■ RECORDS SHOWN
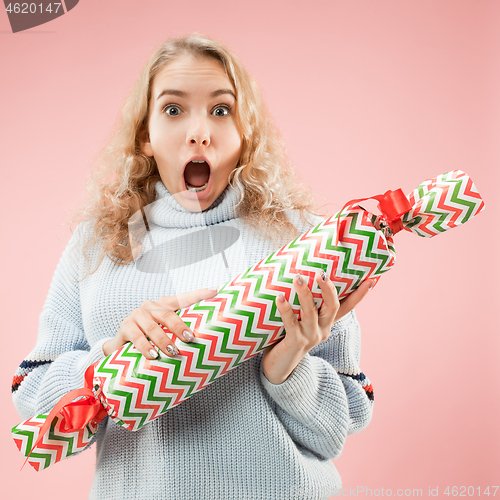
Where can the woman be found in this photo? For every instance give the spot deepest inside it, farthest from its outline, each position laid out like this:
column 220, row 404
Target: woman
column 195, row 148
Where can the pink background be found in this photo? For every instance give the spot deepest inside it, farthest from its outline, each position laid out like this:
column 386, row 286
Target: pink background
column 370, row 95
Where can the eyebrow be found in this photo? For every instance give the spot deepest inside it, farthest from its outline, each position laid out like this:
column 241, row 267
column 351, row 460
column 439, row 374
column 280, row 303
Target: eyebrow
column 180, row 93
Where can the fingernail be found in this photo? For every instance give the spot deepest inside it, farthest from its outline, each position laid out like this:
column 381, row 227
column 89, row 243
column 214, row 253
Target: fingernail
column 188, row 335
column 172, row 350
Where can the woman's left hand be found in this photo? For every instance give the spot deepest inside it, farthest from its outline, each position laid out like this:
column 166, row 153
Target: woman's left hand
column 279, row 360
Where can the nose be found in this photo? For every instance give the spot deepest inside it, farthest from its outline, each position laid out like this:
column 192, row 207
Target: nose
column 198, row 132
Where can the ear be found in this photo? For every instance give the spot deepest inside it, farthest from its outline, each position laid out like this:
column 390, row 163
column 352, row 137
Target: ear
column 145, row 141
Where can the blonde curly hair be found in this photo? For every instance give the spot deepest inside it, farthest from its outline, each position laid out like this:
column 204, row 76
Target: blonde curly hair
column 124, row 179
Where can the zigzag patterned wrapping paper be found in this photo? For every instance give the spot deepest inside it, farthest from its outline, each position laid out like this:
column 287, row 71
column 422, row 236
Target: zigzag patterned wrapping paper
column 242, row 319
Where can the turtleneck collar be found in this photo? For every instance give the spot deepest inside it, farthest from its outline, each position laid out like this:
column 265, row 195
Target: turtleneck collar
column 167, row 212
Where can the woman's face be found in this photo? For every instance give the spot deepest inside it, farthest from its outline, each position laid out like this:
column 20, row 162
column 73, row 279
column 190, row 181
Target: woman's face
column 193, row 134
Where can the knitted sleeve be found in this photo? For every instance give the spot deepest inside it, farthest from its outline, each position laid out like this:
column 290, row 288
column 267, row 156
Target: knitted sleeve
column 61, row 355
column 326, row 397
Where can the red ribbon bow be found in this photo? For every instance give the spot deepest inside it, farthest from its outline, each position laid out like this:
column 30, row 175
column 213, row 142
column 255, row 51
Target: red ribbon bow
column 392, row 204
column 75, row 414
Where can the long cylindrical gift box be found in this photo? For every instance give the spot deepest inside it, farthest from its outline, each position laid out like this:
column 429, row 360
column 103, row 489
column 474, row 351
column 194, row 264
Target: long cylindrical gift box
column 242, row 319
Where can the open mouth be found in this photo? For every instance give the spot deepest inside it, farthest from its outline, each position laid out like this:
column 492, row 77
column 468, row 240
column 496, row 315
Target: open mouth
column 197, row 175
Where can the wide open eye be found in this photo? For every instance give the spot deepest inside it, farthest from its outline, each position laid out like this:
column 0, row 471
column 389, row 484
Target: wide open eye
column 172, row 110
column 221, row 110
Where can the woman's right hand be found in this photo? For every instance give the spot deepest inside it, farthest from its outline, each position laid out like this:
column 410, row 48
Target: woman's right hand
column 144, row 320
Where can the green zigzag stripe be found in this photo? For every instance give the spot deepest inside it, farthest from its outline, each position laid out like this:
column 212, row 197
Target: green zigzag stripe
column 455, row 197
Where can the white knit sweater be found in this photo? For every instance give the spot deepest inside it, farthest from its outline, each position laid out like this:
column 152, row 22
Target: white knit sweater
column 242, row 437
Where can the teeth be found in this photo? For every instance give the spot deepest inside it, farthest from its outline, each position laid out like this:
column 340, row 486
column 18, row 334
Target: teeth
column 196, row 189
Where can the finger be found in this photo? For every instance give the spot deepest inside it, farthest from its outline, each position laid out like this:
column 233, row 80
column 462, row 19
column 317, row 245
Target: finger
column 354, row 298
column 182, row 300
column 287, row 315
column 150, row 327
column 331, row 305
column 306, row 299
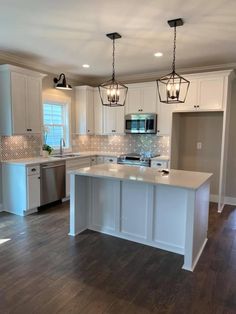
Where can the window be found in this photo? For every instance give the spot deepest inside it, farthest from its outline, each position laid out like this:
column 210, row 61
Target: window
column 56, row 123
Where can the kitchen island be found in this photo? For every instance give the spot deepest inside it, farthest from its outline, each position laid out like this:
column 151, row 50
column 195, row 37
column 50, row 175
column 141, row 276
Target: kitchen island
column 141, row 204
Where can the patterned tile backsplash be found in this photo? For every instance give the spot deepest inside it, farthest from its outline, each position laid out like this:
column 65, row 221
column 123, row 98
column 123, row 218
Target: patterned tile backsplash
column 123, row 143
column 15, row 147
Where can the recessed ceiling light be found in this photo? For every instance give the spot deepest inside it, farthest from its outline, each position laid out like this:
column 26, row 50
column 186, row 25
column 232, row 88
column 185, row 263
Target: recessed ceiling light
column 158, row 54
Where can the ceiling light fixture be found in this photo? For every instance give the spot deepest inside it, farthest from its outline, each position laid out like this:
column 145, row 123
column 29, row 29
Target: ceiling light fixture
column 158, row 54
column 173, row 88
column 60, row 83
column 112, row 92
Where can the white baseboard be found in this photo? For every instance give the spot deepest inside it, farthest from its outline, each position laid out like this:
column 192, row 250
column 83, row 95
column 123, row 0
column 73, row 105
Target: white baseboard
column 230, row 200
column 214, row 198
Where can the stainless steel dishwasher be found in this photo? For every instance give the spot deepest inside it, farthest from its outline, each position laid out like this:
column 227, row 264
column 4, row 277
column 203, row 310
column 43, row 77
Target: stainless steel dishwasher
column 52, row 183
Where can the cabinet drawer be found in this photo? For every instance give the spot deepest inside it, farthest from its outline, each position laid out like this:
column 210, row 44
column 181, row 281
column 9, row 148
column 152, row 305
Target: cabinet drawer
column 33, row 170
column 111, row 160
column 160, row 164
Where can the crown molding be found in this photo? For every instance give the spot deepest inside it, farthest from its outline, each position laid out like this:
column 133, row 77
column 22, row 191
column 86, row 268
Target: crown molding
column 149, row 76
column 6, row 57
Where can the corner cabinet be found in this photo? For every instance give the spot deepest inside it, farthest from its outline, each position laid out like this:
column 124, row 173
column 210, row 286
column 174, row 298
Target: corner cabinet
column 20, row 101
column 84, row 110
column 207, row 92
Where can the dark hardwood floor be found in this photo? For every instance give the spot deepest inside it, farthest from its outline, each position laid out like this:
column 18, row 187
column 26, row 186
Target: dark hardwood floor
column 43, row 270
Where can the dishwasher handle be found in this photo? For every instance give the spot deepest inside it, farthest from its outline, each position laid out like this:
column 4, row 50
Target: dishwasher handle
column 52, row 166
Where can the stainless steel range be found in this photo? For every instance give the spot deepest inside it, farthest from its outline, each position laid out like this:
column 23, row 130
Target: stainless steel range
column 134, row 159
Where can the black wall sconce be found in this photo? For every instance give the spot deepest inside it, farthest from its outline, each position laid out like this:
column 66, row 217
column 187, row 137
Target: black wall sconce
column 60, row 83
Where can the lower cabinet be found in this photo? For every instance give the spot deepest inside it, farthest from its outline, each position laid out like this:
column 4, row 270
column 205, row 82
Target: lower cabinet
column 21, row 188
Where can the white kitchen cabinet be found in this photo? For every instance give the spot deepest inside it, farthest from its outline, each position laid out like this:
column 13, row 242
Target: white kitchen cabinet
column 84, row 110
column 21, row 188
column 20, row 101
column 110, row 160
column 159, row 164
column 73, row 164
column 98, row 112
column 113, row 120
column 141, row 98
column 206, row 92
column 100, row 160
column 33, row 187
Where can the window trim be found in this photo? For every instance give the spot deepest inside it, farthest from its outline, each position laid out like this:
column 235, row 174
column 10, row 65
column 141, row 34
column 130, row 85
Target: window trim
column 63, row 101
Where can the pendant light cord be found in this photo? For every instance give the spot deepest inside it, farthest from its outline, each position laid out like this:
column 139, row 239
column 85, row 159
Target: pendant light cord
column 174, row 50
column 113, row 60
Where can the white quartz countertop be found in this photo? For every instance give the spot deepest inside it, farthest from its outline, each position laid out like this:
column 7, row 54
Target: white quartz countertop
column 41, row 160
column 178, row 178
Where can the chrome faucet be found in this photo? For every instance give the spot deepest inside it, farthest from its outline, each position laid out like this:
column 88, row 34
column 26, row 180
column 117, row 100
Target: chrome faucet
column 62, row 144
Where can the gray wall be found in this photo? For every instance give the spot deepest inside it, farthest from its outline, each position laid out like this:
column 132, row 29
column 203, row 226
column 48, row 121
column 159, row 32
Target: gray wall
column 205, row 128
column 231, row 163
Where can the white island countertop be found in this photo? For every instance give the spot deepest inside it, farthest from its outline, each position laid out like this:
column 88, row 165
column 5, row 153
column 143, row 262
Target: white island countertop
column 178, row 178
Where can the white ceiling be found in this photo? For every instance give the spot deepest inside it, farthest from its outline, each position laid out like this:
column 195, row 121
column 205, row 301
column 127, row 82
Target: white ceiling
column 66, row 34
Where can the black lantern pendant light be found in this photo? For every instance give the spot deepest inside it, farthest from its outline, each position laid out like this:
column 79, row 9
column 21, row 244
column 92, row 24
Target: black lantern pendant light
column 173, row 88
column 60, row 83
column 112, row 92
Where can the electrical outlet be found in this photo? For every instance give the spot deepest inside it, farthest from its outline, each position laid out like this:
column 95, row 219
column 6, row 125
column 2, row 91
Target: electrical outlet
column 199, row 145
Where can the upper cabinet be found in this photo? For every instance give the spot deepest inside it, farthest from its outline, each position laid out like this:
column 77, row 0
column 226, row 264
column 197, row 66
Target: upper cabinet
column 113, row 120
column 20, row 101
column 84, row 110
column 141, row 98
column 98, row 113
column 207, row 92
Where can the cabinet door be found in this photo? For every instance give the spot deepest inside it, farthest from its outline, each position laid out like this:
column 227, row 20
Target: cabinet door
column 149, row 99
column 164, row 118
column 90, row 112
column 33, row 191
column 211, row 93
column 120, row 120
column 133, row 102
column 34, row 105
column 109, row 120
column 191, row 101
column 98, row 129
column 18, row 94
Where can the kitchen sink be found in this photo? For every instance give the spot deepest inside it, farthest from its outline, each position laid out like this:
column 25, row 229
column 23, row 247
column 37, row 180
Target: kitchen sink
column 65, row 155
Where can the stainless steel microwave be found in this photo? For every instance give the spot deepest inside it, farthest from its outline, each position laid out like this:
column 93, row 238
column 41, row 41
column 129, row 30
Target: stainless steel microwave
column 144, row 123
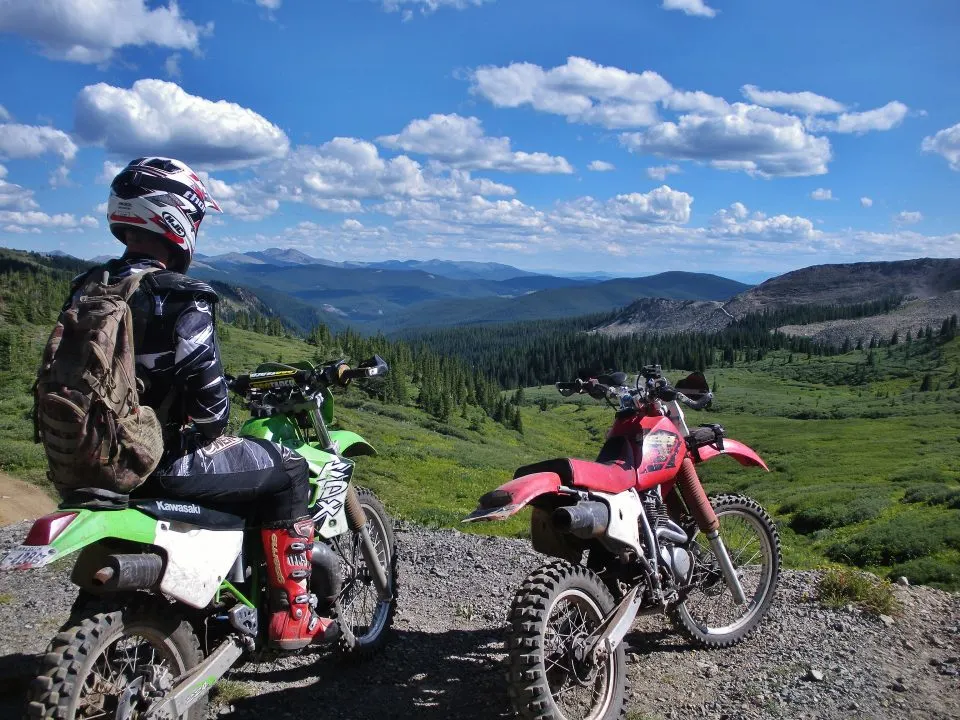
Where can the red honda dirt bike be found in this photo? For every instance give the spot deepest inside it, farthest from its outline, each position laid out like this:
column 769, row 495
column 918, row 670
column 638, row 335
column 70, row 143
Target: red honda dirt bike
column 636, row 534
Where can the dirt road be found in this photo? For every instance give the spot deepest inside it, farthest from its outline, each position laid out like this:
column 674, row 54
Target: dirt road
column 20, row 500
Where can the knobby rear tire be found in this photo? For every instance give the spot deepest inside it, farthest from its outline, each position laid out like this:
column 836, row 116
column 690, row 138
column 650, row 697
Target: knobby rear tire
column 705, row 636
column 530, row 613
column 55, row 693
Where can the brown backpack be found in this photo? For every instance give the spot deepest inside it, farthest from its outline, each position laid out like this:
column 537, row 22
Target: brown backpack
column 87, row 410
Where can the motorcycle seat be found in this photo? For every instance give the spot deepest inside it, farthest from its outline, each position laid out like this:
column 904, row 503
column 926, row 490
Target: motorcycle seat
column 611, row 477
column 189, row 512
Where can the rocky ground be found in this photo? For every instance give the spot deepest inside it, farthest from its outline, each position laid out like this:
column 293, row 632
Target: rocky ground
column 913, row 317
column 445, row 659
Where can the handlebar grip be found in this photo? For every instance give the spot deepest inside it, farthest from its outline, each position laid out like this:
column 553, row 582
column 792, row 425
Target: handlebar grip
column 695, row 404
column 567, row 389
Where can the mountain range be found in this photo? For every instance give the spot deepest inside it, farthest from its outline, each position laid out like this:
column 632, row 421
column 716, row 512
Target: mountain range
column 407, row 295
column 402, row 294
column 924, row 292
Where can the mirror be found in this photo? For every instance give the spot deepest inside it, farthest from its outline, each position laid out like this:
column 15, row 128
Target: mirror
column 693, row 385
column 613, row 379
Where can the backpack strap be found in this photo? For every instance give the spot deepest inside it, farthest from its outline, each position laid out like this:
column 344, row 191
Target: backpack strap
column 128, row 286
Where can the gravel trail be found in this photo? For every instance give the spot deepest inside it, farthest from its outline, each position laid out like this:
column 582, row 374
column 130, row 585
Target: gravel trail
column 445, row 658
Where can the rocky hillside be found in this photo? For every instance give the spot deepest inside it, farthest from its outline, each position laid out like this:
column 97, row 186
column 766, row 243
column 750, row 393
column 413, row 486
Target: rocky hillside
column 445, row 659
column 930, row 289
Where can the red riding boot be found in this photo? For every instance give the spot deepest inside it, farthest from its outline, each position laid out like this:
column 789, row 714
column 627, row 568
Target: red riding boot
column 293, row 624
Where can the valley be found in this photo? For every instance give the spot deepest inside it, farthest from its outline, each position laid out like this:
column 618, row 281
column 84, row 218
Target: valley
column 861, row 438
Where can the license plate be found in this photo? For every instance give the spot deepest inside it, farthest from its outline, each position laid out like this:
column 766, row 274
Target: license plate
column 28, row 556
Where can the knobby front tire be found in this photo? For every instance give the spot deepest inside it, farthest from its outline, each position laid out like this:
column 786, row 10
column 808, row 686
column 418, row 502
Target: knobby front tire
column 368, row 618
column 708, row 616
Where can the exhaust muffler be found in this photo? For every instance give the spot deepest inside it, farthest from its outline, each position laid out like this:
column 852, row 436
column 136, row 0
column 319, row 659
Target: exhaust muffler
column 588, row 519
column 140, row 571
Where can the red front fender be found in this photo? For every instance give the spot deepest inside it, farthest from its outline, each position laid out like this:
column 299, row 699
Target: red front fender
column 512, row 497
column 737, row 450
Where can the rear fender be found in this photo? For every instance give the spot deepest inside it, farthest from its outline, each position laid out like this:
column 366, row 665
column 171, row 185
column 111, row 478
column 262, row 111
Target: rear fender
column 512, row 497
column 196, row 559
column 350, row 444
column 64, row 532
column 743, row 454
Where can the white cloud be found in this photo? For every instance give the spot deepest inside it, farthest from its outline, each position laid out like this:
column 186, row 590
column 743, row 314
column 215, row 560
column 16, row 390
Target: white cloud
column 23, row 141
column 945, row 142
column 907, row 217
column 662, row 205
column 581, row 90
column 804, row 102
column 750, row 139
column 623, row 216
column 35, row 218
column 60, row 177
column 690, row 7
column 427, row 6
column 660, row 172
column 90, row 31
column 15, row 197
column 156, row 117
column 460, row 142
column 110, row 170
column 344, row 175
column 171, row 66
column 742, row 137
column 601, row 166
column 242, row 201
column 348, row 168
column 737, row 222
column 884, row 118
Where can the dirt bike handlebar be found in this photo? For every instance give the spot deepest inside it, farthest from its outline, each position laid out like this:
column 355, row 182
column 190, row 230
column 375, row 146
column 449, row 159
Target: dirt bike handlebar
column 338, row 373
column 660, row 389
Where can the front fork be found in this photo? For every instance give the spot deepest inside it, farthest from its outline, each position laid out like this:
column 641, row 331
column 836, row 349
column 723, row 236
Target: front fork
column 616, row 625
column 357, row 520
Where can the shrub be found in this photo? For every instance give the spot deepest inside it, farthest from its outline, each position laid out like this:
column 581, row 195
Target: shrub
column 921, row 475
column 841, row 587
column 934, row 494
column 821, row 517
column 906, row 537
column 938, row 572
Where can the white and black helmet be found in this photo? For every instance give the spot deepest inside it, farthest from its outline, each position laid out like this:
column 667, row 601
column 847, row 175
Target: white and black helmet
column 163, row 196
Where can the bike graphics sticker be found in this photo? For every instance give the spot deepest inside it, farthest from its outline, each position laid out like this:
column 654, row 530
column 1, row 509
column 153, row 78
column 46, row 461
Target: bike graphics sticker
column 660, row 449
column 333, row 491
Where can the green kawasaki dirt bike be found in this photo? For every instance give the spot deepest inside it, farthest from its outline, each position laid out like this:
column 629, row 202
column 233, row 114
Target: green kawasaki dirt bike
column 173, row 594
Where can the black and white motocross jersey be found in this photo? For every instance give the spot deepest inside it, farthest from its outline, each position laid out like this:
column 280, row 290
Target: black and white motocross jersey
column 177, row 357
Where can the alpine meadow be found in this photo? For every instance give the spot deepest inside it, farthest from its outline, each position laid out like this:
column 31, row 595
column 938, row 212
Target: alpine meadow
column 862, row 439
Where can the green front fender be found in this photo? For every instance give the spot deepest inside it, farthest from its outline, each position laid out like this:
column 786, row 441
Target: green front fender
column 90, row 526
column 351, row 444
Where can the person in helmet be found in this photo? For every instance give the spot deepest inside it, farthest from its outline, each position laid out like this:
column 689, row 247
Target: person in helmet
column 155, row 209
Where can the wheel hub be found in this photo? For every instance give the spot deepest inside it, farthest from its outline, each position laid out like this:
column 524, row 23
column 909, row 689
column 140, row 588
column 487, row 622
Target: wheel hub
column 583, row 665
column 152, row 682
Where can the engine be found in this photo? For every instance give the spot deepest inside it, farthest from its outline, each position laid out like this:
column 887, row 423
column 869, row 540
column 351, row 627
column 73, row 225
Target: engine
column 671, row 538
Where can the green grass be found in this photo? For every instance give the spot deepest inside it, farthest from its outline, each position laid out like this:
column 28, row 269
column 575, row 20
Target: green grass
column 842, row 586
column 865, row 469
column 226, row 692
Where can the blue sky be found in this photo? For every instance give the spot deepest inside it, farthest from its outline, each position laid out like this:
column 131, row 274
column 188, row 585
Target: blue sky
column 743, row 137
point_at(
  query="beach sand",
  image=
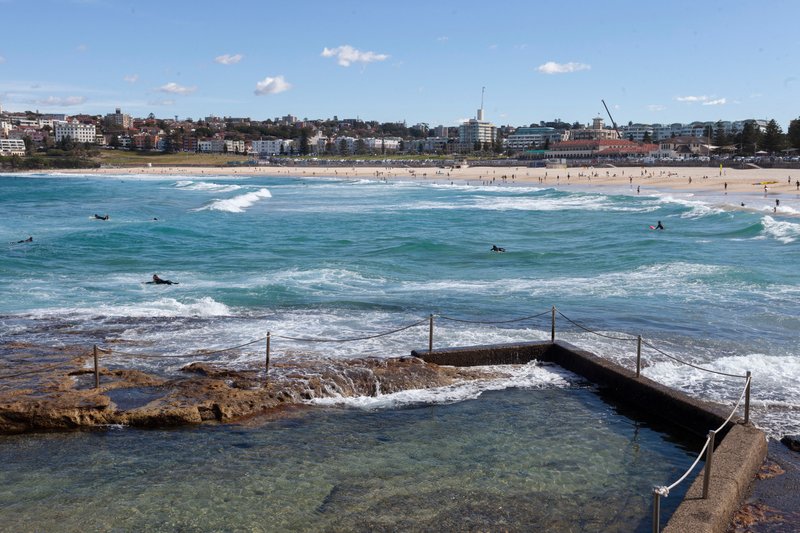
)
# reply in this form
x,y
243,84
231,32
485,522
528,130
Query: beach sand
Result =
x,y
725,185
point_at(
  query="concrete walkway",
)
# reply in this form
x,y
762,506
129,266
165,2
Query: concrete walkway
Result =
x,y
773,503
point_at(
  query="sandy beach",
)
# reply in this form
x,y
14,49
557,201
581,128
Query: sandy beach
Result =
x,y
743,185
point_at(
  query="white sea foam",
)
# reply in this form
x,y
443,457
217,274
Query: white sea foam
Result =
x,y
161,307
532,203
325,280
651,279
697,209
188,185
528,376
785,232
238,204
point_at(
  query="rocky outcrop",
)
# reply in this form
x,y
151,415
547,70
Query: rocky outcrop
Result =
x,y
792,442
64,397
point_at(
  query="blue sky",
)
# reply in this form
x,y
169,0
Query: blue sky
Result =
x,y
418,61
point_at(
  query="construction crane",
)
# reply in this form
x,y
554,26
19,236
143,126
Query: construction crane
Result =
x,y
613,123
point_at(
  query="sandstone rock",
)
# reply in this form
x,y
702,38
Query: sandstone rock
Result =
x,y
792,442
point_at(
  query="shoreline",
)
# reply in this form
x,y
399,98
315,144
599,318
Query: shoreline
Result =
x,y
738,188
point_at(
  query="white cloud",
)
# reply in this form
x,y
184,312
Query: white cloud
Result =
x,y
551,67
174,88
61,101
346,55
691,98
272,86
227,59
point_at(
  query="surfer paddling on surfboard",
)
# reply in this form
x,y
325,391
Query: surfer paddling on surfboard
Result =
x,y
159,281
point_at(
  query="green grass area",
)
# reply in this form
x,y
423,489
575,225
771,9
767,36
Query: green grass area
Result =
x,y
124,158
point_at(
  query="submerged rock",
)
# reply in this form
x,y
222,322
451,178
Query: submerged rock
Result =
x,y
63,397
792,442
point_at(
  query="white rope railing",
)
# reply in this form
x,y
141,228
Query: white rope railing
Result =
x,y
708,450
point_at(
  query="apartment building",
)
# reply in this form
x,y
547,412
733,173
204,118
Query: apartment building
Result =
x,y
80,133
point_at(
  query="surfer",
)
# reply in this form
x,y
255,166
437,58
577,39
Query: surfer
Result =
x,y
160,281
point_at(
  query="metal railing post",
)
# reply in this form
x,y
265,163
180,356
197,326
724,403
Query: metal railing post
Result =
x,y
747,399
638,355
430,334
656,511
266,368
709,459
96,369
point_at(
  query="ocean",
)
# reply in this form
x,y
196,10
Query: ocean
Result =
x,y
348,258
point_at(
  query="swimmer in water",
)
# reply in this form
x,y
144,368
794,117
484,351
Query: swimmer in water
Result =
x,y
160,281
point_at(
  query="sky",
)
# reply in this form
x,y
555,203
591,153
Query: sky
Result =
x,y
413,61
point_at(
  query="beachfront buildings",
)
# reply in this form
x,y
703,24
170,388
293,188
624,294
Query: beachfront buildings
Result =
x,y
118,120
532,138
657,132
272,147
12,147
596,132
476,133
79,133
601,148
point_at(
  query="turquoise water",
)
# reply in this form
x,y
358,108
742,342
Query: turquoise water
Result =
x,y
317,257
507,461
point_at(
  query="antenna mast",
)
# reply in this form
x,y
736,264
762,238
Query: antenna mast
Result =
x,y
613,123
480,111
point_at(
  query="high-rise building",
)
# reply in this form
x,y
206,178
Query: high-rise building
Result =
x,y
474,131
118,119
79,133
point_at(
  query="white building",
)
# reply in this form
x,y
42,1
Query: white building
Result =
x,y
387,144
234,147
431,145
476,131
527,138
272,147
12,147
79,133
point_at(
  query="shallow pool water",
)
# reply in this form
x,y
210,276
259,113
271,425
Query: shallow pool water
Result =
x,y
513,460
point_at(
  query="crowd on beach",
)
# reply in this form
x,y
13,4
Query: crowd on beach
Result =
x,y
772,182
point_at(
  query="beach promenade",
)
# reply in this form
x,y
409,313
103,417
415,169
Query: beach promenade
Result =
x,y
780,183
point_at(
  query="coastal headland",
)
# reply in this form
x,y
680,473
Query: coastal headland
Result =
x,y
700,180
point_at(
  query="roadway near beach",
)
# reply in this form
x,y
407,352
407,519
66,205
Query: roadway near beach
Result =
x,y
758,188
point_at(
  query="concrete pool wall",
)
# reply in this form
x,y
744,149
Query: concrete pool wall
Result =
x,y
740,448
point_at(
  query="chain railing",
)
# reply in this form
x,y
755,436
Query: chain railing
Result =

■ WHAT THE TASK REQUIRES
Scan the records above for the string "chain", then select every line that holds it.

■ ANSWER
  query="chain railing",
Query: chain railing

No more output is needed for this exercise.